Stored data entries
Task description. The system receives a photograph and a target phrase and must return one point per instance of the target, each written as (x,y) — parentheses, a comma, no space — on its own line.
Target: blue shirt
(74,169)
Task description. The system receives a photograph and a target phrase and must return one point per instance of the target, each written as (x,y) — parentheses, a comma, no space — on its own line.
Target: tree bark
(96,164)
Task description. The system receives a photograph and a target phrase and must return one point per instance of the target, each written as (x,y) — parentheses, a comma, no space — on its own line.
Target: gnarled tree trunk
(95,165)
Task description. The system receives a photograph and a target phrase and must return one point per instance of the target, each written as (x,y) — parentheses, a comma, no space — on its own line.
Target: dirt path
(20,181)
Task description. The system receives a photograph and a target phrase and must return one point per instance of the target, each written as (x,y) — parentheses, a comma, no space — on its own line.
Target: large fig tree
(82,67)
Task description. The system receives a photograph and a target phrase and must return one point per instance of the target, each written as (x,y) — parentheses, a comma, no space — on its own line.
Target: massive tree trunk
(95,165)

_What the task asks_.
For this exercise, reproduce exactly each line from the one containing "Target: large fig tree" through the last line of the data, and no others.

_Output of the task_.
Target: large fig tree
(82,67)
Task description. The system receives a photograph and a target phrase and must return one point per instance of the target, each written as (x,y) — parentheses, a comma, no space — on its own line.
Target: massive tree trunk
(95,165)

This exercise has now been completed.